[Photo object-pointing records]
*-*-*
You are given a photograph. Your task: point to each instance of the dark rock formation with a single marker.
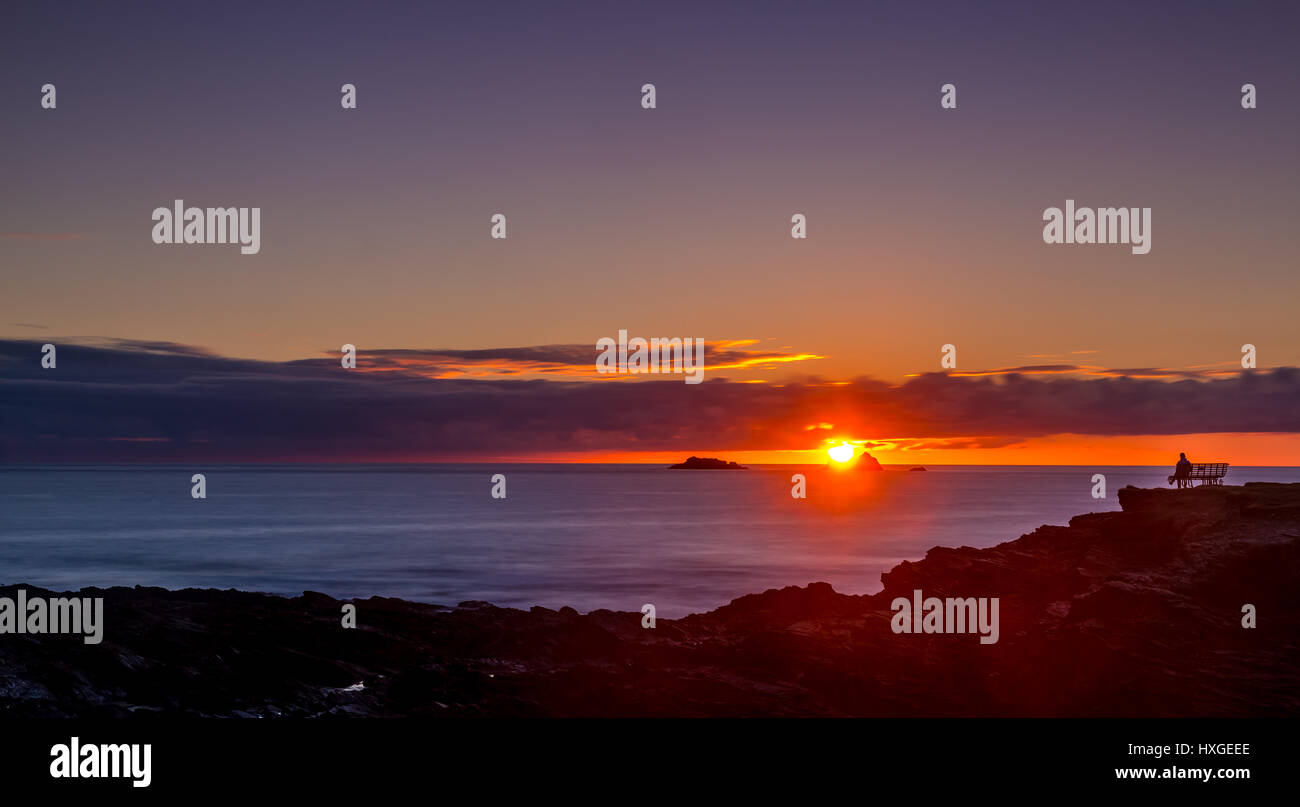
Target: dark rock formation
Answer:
(1134, 612)
(707, 463)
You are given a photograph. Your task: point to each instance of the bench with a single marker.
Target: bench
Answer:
(1205, 473)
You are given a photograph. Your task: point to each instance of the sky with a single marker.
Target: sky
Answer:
(924, 225)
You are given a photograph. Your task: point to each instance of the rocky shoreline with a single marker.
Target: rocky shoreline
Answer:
(1119, 614)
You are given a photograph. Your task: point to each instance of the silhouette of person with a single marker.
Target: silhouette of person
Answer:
(1182, 472)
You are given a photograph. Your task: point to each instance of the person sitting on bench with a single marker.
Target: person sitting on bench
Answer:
(1182, 471)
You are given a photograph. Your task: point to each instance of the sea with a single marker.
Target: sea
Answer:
(585, 536)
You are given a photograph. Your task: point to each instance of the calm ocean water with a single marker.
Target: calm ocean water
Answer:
(583, 536)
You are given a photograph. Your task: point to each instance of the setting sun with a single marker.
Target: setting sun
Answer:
(841, 454)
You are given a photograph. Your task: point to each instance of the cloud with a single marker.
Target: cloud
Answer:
(126, 400)
(546, 360)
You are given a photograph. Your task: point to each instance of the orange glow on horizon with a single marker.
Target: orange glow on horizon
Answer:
(1157, 450)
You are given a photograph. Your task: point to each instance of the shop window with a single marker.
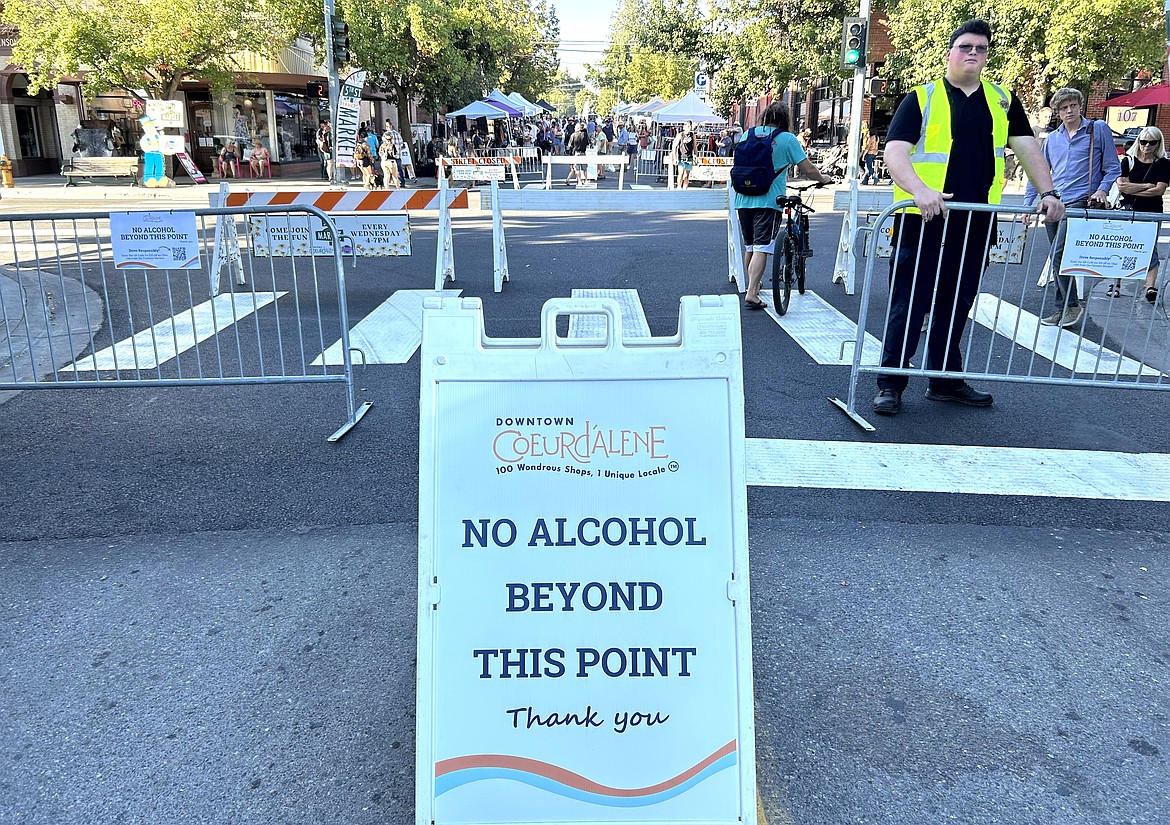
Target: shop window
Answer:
(242, 118)
(296, 128)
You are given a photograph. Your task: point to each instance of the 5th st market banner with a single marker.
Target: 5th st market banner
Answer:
(1108, 248)
(585, 657)
(349, 114)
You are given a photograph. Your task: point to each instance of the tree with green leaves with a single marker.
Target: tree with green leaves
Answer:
(149, 46)
(444, 53)
(1036, 47)
(585, 97)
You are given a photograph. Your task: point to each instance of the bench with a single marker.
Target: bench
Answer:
(101, 167)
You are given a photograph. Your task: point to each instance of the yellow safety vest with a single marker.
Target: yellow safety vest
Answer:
(931, 153)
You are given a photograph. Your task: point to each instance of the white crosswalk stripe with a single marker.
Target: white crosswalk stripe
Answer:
(169, 338)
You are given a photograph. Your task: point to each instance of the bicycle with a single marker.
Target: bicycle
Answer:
(789, 262)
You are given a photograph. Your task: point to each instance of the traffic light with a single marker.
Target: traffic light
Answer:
(341, 36)
(853, 43)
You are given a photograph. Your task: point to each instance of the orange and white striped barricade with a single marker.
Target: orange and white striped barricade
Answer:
(482, 169)
(338, 203)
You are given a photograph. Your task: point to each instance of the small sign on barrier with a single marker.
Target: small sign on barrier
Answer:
(584, 632)
(365, 235)
(1108, 248)
(477, 172)
(155, 240)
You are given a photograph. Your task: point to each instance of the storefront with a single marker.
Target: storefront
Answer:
(33, 139)
(281, 119)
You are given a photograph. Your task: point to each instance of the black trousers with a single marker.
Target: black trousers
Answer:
(941, 277)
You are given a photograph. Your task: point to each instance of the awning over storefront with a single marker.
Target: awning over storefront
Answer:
(1149, 96)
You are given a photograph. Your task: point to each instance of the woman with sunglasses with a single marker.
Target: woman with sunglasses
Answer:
(1144, 176)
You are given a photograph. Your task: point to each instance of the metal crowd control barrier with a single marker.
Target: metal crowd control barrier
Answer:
(989, 327)
(611, 200)
(78, 314)
(652, 164)
(591, 163)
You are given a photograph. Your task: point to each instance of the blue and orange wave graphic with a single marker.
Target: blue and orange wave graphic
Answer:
(462, 770)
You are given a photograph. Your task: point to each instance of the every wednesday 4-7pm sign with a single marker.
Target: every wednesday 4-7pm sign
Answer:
(584, 648)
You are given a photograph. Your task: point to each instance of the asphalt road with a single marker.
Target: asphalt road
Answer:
(207, 612)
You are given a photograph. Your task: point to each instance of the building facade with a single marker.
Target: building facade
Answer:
(275, 104)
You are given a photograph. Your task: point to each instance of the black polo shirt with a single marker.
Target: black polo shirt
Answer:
(971, 169)
(972, 160)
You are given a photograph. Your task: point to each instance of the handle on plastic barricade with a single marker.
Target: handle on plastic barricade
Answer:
(555, 308)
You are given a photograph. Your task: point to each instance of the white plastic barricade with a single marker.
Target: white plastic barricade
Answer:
(708, 167)
(584, 648)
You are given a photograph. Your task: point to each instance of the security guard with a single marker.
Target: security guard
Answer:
(947, 143)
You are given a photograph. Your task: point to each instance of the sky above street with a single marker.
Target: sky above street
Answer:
(584, 29)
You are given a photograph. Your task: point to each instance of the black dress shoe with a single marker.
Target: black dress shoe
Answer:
(888, 401)
(964, 393)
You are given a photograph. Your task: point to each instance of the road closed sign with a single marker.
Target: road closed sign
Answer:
(584, 639)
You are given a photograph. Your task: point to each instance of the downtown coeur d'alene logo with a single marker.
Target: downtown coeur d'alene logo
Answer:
(561, 444)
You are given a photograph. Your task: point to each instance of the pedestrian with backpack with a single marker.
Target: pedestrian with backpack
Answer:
(758, 177)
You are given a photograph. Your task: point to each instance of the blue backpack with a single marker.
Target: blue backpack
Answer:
(751, 171)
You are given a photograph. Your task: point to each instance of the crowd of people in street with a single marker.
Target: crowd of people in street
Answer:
(679, 144)
(384, 159)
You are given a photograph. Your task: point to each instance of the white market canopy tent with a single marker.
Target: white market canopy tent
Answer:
(688, 108)
(523, 104)
(480, 109)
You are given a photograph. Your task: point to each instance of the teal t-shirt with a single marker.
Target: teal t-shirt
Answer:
(785, 151)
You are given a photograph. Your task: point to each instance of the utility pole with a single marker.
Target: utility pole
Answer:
(845, 269)
(335, 87)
*-*-*
▶ What the task asks
Render the listing above as a numbered list of its lines, starting at the line containing "striped barricade with a single marker." and ending at the line containing "(1144, 176)". Omit blank lines.

▶ Result
1. You are given a photograph. Your task: point to each instance of the orange and white striped barricade with a single marker.
2. Target: orange and white striped barricade
3. Answer:
4. (482, 169)
5. (338, 203)
6. You are given a photograph. Your task: point to each instance of the small sign on barrier with a single marker.
7. Target: small sign on barrier
8. Answer:
9. (584, 632)
10. (365, 235)
11. (1108, 248)
12. (477, 172)
13. (155, 240)
14. You are given a photograph. Your task: point to each instance of the storefront with a single marker.
15. Target: storefront
16. Answer:
17. (33, 139)
18. (281, 119)
19. You are given a photograph. Your task: point to each instance of the black trousers with a single marker.
20. Target: black trousers
21. Answer:
22. (941, 277)
23. You are given a photograph. Your task: point to each instance of the awning over storefront with a single marker.
24. Target: awning over storefront
25. Answer:
26. (1149, 96)
27. You are given a photograph. Your task: point to each instance of the woman with sunglasses with a single marker.
28. Target: woman with sunglasses
29. Answer:
30. (1144, 176)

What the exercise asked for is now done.